Location annotation dataset excerpts
————————
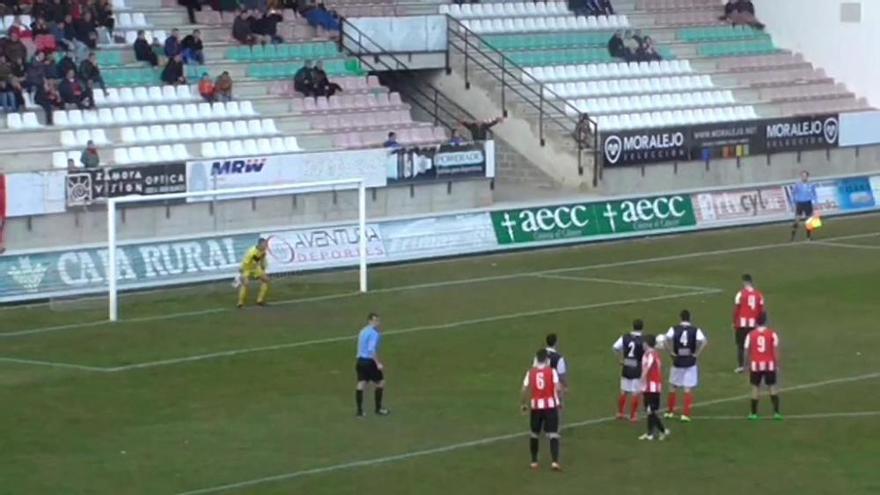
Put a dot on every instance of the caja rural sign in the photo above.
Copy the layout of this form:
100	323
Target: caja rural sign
579	220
————————
REQUEST: Update the items by swapping each "caja rural sign" for "bank logo" and keeping everything else unchanged. Leave the pictures out of your answer.

EXERCISE OUTPUT:
Put a dot on every instance of the bank logo in the photo above.
Copy the layout of this form:
100	323
Target: bank logo
579	220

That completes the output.